Your goal: Output the full listing below exactly, without the pictures.

Data rows:
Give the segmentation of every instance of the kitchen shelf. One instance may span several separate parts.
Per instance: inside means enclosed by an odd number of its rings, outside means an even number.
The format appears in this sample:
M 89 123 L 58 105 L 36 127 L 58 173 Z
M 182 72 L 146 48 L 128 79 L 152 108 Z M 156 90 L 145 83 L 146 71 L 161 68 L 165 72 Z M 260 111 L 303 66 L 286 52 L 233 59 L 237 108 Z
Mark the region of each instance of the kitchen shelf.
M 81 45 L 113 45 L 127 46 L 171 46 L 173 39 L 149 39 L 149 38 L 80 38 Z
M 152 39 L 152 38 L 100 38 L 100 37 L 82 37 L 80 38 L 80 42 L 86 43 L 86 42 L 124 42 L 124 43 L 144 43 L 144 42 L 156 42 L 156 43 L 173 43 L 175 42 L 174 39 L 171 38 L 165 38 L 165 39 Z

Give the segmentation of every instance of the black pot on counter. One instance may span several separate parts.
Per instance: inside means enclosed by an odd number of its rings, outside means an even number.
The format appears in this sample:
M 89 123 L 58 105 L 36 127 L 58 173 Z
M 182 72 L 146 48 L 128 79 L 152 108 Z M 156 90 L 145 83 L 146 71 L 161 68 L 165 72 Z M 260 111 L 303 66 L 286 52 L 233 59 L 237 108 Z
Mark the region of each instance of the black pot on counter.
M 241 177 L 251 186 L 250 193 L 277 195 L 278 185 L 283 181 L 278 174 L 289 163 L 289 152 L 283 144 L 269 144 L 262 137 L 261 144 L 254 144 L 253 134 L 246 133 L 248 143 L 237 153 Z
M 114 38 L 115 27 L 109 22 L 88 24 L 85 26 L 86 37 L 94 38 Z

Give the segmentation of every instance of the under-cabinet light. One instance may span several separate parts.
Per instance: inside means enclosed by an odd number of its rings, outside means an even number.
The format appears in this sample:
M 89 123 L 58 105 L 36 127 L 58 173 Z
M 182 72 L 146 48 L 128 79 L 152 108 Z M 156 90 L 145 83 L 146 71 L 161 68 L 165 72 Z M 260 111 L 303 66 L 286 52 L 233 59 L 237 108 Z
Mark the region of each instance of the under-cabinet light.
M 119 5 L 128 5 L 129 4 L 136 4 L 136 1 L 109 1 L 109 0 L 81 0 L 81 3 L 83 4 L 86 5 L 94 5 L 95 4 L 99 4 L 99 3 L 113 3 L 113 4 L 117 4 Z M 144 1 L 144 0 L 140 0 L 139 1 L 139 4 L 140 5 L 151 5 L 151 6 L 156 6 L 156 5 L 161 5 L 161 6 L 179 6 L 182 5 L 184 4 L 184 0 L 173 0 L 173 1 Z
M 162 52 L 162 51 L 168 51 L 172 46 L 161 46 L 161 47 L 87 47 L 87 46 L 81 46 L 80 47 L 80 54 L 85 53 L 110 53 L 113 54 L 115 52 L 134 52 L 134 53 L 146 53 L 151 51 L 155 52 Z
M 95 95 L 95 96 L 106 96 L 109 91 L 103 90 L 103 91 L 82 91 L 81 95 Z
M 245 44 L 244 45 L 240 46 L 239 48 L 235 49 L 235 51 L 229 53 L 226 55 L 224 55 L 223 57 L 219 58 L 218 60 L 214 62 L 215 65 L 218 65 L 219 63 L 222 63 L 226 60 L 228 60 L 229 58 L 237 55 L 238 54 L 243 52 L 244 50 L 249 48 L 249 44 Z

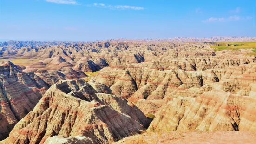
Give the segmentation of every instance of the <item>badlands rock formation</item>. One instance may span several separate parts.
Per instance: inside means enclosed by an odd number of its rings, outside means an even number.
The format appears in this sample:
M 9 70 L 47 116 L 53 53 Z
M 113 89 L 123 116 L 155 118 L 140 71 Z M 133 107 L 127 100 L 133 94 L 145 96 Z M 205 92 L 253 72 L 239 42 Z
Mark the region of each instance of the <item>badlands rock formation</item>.
M 3 57 L 39 60 L 0 66 L 1 123 L 10 125 L 1 137 L 18 123 L 1 143 L 117 141 L 147 128 L 145 115 L 155 116 L 151 132 L 256 131 L 253 49 L 214 51 L 209 43 L 170 42 L 255 38 L 206 39 L 1 43 Z
M 57 135 L 72 137 L 64 141 L 114 141 L 139 133 L 148 126 L 149 120 L 138 108 L 114 95 L 97 92 L 81 79 L 59 81 L 2 143 L 43 144 Z

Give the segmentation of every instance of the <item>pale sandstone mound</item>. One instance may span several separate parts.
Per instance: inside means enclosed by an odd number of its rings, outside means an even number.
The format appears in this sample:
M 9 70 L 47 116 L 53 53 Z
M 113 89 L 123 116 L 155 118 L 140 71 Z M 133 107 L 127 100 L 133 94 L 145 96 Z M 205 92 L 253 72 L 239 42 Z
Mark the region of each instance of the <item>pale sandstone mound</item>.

Exercise result:
Give the segmentation of every instance of the kitchen shelf. One instance may span several separate parts.
Per instance: inside means enclosed by an odd number of its rings, outside means an even number.
The format appears in this sample:
M 89 123 L 58 105 L 36 127 L 58 173 Z
M 182 72 L 146 48 L 128 79 L 152 108 Z M 156 90 L 145 83 L 146 71 L 161 68 L 165 72 Z M 260 111 L 303 66 L 286 52 L 233 59 L 237 108 Z
Mark the region of each instance of the kitchen shelf.
M 81 45 L 113 45 L 127 46 L 171 46 L 173 39 L 149 39 L 149 38 L 80 38 Z
M 152 39 L 152 38 L 100 38 L 100 37 L 82 37 L 80 38 L 80 42 L 86 43 L 86 42 L 124 42 L 124 43 L 144 43 L 144 42 L 156 42 L 156 43 L 173 43 L 175 42 L 174 39 L 171 38 L 165 38 L 165 39 Z

Give the segmentation of every instance of the black pot on counter. One instance may span several separate parts.
Per instance: inside means enclosed by an odd number of its rings, outside means an even number.
The format appears in this sample:
M 89 123 L 58 105 L 36 127 L 58 173 Z
M 182 72 L 146 48 L 128 79 L 152 108 Z M 156 90 L 145 83 L 146 71 L 161 68 L 165 72 Z M 260 111 L 303 66 L 286 52 L 233 59 L 237 108 Z
Mark the region of each instance of the black pot on counter.
M 241 177 L 251 186 L 250 193 L 277 195 L 278 185 L 283 181 L 278 174 L 289 163 L 289 152 L 283 144 L 269 144 L 262 137 L 261 144 L 254 144 L 253 134 L 246 133 L 248 143 L 237 153 Z
M 114 38 L 115 27 L 109 22 L 88 24 L 85 26 L 86 37 L 94 38 Z

Give the segmentation of every instance of the under-cabinet light. One instance may span several separate parts.
Per instance: inside means enclosed by an odd number of its rings, outside means an even number.
The format appears in this sample:
M 89 123 L 58 105 L 36 127 L 58 173 Z
M 182 72 L 146 48 L 128 79 L 152 108 Z M 156 90 L 145 83 L 146 71 L 161 68 L 165 72 Z M 260 111 L 303 66 L 286 52 L 233 59 L 237 108 Z
Mark the region of each instance of the under-cabinet light.
M 119 5 L 128 5 L 129 4 L 136 4 L 136 1 L 109 1 L 109 0 L 81 0 L 81 3 L 83 4 L 86 5 L 94 5 L 95 4 L 99 4 L 99 3 L 113 3 L 113 4 L 117 4 Z M 144 1 L 144 0 L 140 0 L 139 1 L 139 4 L 140 5 L 151 5 L 151 6 L 156 6 L 156 5 L 161 5 L 161 6 L 179 6 L 182 5 L 184 4 L 184 0 L 173 0 L 173 1 Z
M 162 52 L 162 51 L 168 51 L 172 46 L 161 46 L 161 47 L 87 47 L 87 46 L 81 46 L 80 47 L 80 54 L 85 53 L 110 53 L 113 54 L 115 52 L 134 52 L 134 53 L 146 53 L 151 51 L 155 52 Z
M 95 95 L 95 96 L 106 96 L 109 91 L 103 90 L 103 91 L 82 91 L 81 95 Z
M 245 44 L 244 45 L 240 46 L 239 48 L 235 49 L 235 51 L 229 53 L 226 55 L 224 55 L 223 57 L 219 58 L 218 60 L 214 62 L 215 65 L 218 65 L 219 63 L 222 63 L 226 60 L 228 60 L 229 58 L 237 55 L 238 54 L 243 52 L 244 50 L 249 48 L 249 44 Z

Give the segmentation of every instance of the <item>badlands rock formation</item>. One instance may span several separate parts.
Per instance: inside means enclosed by an odd number of its rings, outside means an even number.
The format appears in this sample:
M 9 70 L 47 116 L 53 53 Z
M 113 89 L 123 116 L 155 118 L 140 71 Z M 133 107 L 127 100 L 133 94 L 145 96 Z M 205 92 L 253 72 L 239 42 Z
Mark the region of each instance of the <item>badlands rock formation</item>.
M 3 57 L 39 60 L 0 66 L 1 123 L 10 125 L 1 137 L 18 123 L 1 143 L 117 141 L 147 128 L 145 115 L 155 116 L 151 132 L 256 131 L 253 49 L 214 51 L 209 43 L 170 42 L 255 38 L 206 39 L 1 43 Z
M 57 135 L 72 137 L 64 141 L 114 141 L 139 133 L 148 126 L 149 120 L 138 108 L 114 95 L 97 92 L 81 79 L 59 81 L 2 143 L 43 144 Z

Give the segmentation of every instance of the <item>pale sandstone mound</item>. One instance may span several separate parts.
Per instance: inside means enclosed by an odd number of its rings, outside means an even number.
The format appears in this sample:
M 9 70 L 47 116 L 53 53 Z
M 113 89 L 123 116 L 155 118 L 140 71 Z M 133 107 L 127 100 L 133 94 L 145 96 Z M 205 92 L 253 72 L 239 42 Z
Mark the region of each instance of the <item>pale sandstone mound</item>.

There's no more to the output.